SELECTED EXCERPT:
>> begin

If $u(x)$ and $v(x)$ are differentiable at $x$, then $u(x) + v(x)$ is differentiable at $x$, and:
$\frac{d}{dx}[u(x) + v(x)] = \frac{d}{dx}[u(x)] + \frac{d}{dx}[v(x)] = u'(x) + v'(x)$
Proof Idea: Using the definition: $\lim\limits_{h \to 0} \frac{[u(x+h) + v(x+h)] - [u(x) + v(x)]}{h} = \lim\limits_{h \to 0} \frac{[u(x+h) - u(x)] + [v(x+h) - v(x)]}{h} = \lim\limits_{h \to 0} \frac{u(x+h) - u(x)}{h} + \lim\limits_{h \to 0} \frac{v(x+h) - v(x)}{h} = u'(x) + v'(x)$.
3. Difference Rule
The derivative of the difference of two differentiable functions is the difference of their individual derivatives.
If $u(x)$ and $v(x)$ are differentiable at $x$, then $u(x) - v(x)$ is differentiable at $x$, and:
$\frac{d}{dx}[u(x) - v(x)] = \frac{d}{dx}[u(x)] - \frac{d}{dx}[v(x)] = u'(x) - v'(x)$
Proof Idea: Similar to the Sum Rule, or by using the Sum Rule and Constant Multiple Rule with $c=-1$: $\frac{d}{dx}[u(x) + (-1)v(x)] = \frac{d}{dx}u(x) + \frac{d}{dx}(-1)v(x) = u'(x) + (-1)v'(x) = u'(x) - v'(x)$.
The Sum and Difference rules, along with the Constant Multiple and Power Rules, allow us to differentiate any polynomial function term by term.
4. Product Rule
The derivative of the product of two differentiable functions $u(x)$ and $v(x)$ is given by a specific formula:
$\frac{d}{dx}[u(x) \cdot v(x)] = u(x) \cdot v'(x) + v(x) \cdot u'(x)$
This is read as: "the first function times the derivative of the second, plus the second function times the derivative of the first."

>> end

PROBLEM REQUIREMENTS: In the calculus rules text, rewrite the passage from "3. Difference Rule" to "(-1)v'(x) = u'(x) - v'(x)$.", renaming "differentiable" to "derivable" everywhere it occurs.

(Entries on finding named things)
>> begin

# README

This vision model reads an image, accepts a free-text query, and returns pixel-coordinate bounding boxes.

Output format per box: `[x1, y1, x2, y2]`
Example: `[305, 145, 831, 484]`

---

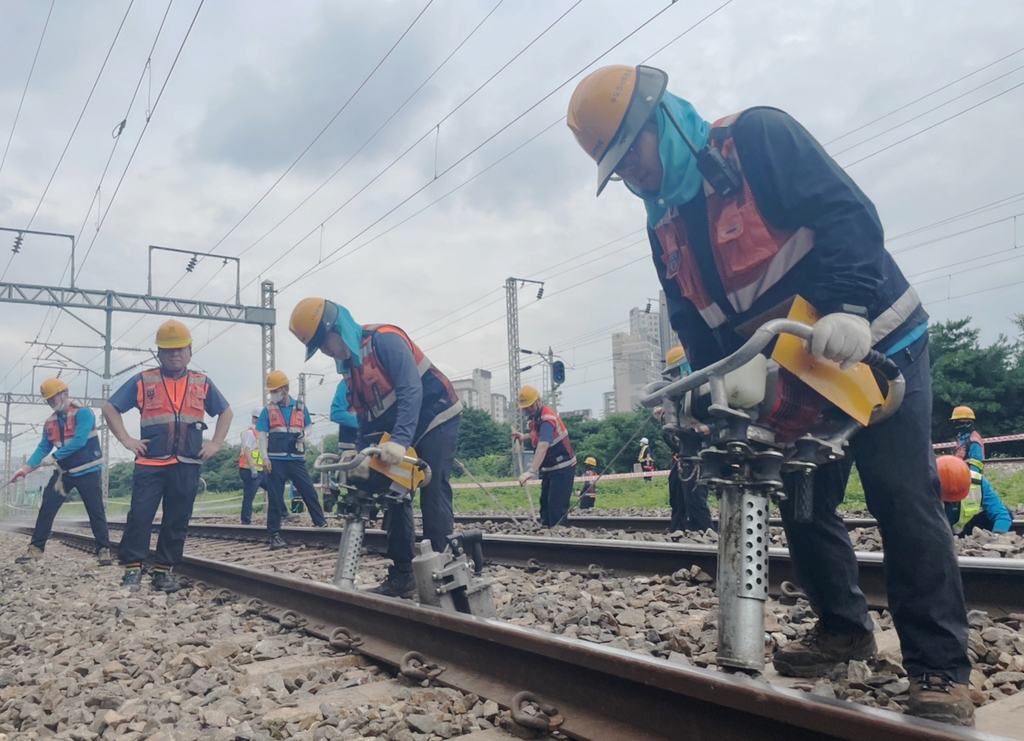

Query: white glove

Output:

>> end

ANSWER:
3. Difference Rule
The derivative of the difference of two derivable functions is the difference of their individual derivatives.
If $u(x)$ and $v(x)$ are derivable at $x$, then $u(x) - v(x)$ is derivable at $x$, and:
$\frac{d}{dx}[u(x) - v(x)] = \frac{d}{dx}[u(x)] - \frac{d}{dx}[v(x)] = u'(x) - v'(x)$
Proof Idea: Similar to the Sum Rule, or by using the Sum Rule and Constant Multiple Rule with $c=-1$: $\frac{d}{dx}[u(x) + (-1)v(x)] = \frac{d}{dx}u(x) + \frac{d}{dx}(-1)v(x) = u'(x) + (-1)v'(x) = u'(x) - v'(x)$.